# Activity
Could you repeat the records below exactly as written?

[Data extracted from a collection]

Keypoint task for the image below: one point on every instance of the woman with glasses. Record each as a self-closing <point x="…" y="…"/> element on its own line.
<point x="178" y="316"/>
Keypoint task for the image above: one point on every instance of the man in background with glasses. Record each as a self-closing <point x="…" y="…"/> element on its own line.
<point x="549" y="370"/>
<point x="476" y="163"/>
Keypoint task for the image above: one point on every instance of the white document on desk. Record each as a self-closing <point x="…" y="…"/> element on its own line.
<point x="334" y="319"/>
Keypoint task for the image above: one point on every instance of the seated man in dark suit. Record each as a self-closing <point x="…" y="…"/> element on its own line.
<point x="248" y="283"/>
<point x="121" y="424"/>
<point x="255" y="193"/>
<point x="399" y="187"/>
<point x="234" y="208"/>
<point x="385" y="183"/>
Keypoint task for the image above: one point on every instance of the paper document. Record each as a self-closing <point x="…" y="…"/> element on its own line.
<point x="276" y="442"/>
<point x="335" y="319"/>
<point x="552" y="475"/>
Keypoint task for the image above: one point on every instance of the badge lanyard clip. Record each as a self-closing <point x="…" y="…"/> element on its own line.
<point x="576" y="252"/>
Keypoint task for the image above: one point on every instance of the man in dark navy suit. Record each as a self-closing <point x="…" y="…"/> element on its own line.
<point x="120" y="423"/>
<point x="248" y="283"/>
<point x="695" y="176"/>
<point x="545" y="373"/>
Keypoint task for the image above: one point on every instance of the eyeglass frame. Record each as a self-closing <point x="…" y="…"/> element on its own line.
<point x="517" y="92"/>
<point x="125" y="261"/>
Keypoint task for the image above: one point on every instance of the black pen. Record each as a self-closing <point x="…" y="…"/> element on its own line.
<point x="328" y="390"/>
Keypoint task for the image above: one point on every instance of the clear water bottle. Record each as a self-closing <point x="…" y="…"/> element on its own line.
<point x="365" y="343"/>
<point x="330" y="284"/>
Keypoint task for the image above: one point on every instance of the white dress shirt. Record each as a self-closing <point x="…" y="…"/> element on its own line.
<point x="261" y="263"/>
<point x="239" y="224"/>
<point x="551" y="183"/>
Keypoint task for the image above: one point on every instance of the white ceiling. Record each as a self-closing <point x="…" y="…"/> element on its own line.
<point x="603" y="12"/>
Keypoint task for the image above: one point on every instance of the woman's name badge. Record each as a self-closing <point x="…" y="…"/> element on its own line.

# Output of the exercise
Keypoint task for the image below: one point on every instance of the woman with glasses. Record each as a self-closing <point x="…" y="…"/> element on its own line.
<point x="178" y="316"/>
Keypoint task for the image above: one point on every instance of the man in background with glasses. Record each as a self-closing <point x="…" y="…"/> element on its own line.
<point x="549" y="370"/>
<point x="476" y="163"/>
Keypoint task for the image above: one point on every instance of the white document on desk. Record each as a self-closing <point x="…" y="…"/> element on its own line.
<point x="334" y="319"/>
Keypoint task for the image above: one point on every instance of the seated man in dark suit. Record each as a self-closing <point x="…" y="…"/> element on its own line.
<point x="248" y="283"/>
<point x="121" y="424"/>
<point x="255" y="193"/>
<point x="399" y="187"/>
<point x="234" y="208"/>
<point x="385" y="183"/>
Keypoint task for the image above: one point on every instance of the paper document. Record each as a self-closing <point x="…" y="…"/> element on its own line.
<point x="276" y="442"/>
<point x="335" y="319"/>
<point x="552" y="475"/>
Keypoint task for the image above: one point on every instance of the badge lanyard clip. Record each as a self-closing <point x="…" y="…"/> element on its own line.
<point x="576" y="252"/>
Keypoint task for the image above: one point on every instance of the man in dark navy suit. Record each as a self-closing <point x="…" y="…"/> element on its own line.
<point x="120" y="423"/>
<point x="248" y="283"/>
<point x="695" y="176"/>
<point x="545" y="373"/>
Keypoint task for the image above: one point on every instance of the eyeglass frame. Record each as a self-closing <point x="…" y="…"/> element on its own line.
<point x="517" y="92"/>
<point x="125" y="261"/>
Keypoint task for the image above: one point on every instance of the black pen. Record each as a self-closing <point x="…" y="…"/> element on its own line.
<point x="328" y="390"/>
Keypoint task for the image above: one point on every instance of the clear water bottle. Record each as a self-closing <point x="…" y="…"/> element on its own line.
<point x="365" y="343"/>
<point x="330" y="284"/>
Keypoint task for the image above: one point on every instance of the white dress shirt. Record each as a self-closing <point x="…" y="…"/> element on its own line.
<point x="261" y="263"/>
<point x="239" y="224"/>
<point x="551" y="183"/>
Keypoint task for the image above: one point on every instance of the white ceiling. Record each as a self-closing <point x="…" y="…"/> element on its own line.
<point x="603" y="12"/>
Keypoint task for the image above: one point on every instance of the woman's name badge. Record each as a self-closing <point x="…" y="…"/> element on its own line.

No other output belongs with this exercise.